From the line with "Objective: a point on each instance of the neck" down to the final line of the material below, quote every line exactly and leave out all lines before it.

-- start INPUT DATA --

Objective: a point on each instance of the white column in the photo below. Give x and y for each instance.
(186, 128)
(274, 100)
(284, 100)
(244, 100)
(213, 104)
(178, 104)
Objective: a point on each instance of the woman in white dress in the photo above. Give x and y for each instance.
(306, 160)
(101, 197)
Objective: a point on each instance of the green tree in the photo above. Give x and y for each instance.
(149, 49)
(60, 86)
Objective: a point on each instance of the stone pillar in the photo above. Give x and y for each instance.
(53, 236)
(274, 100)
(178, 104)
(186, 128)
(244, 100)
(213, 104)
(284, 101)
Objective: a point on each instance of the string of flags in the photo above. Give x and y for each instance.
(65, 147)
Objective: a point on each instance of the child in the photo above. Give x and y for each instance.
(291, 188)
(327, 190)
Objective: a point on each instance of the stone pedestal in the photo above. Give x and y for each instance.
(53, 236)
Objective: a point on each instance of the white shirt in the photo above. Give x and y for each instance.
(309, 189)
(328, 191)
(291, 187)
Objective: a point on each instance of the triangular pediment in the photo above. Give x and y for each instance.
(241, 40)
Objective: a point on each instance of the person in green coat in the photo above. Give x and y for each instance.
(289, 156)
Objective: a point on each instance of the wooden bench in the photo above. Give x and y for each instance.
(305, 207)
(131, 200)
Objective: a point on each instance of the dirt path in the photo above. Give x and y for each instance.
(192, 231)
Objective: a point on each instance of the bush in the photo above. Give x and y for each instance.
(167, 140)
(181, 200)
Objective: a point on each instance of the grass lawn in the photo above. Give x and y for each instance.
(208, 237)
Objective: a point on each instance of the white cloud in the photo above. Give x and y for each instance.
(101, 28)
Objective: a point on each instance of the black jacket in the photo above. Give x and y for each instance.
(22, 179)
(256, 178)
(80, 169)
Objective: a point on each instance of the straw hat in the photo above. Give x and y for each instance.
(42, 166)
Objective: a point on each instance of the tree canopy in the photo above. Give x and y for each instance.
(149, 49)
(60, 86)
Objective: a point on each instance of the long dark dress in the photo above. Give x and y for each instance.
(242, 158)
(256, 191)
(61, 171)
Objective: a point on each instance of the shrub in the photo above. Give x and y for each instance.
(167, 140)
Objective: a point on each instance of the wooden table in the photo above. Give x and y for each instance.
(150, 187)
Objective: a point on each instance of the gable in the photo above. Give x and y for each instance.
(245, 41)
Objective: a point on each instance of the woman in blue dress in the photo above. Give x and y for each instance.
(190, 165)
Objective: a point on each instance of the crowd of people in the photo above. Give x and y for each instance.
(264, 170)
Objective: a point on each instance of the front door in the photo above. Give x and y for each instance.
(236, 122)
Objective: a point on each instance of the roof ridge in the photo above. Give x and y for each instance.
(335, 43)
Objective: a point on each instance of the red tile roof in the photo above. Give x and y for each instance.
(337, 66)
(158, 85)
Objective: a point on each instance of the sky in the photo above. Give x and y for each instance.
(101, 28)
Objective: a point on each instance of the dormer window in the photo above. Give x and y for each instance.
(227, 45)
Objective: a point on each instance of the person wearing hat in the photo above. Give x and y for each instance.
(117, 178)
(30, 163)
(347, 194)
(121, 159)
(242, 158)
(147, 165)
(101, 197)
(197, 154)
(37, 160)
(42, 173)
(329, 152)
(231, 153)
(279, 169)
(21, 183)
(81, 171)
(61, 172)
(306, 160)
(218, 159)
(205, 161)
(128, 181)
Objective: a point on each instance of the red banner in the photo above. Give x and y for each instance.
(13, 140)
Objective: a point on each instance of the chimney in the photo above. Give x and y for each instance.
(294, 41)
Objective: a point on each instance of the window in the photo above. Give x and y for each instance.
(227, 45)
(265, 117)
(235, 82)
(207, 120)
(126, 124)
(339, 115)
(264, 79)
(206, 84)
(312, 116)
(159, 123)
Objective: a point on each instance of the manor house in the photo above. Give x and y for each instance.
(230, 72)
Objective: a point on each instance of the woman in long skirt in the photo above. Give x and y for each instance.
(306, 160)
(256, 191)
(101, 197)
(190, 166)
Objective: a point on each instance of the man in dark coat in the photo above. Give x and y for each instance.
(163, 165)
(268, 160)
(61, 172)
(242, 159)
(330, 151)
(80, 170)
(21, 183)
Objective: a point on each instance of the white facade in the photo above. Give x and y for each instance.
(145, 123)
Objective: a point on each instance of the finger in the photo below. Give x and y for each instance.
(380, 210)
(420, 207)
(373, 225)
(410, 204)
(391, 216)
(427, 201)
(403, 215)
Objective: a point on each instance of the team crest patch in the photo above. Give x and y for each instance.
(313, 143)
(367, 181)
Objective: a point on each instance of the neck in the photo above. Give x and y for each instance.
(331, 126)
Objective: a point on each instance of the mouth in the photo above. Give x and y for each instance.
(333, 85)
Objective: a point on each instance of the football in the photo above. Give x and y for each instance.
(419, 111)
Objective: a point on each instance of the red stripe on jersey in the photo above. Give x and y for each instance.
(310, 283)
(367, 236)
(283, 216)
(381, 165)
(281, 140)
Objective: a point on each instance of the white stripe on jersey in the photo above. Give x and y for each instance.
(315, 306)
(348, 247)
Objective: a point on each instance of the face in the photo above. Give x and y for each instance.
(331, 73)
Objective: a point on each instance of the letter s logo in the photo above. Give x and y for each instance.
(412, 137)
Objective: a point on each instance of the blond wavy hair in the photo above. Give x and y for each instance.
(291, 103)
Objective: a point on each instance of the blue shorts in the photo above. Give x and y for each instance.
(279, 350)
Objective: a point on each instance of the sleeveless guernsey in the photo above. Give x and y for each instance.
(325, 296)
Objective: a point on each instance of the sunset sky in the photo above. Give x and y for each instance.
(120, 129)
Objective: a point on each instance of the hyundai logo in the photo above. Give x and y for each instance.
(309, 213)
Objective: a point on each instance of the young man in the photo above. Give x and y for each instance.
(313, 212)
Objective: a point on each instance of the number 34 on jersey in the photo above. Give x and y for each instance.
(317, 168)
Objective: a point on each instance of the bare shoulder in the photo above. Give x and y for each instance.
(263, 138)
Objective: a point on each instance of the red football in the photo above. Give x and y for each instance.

-- end INPUT DATA --

*ANSWER TO THIS TASK:*
Objective: a point on each instance of the neck in the photo above. Give x and y for each instance.
(331, 126)
Objective: a point on each instance of the mouth in the photo above. Give x and y for each instance.
(333, 85)
Objective: a point on each instance of the football in the photo above. Give x and y for each instance.
(419, 111)
Objective: a point on each instance of the red stripe on jersey in the photo above. Give x and y for each instance.
(310, 283)
(367, 236)
(283, 216)
(381, 165)
(281, 140)
Objective: a point on each instance of the white stripe on jersey in the photo above. Give x and y for each instance.
(315, 306)
(348, 247)
Objective: a point on each instance of the face in the photo above. Give x and y for each instance.
(331, 73)
Objective: a point on each instance of the letter s logo in the photo above. Give x and y for each instance.
(412, 137)
Objective: a point on each instance of the blond wavy hair in the photo above. Give x and y for each instance.
(291, 103)
Objective: a point on each instance of the blue shorts in the photo above. Give x and y for each instance.
(279, 350)
Objective: a point on each instance of the sleeveless guernsey in the photo above. Give x and y for each instance.
(325, 296)
Objective: a point on each instance of the sunset sky in the photo above. Give x and y for each instance.
(120, 129)
Objective: a point on each instance of the hyundai logo in the photo above. Give x and y for each instance.
(309, 213)
Objective: a point on each instance of the young man in the photo above. Give x and y for each instance.
(313, 212)
Objective: a point on each instance of the number 34 on jersey in the photo above. Give x and y for each instance.
(317, 168)
Objective: a point on each instance of the bare shoulder in the photo above. Give x and y for each instance.
(263, 138)
Objective: a point on each instance of the red football in the photo above. Give x and y for each instance.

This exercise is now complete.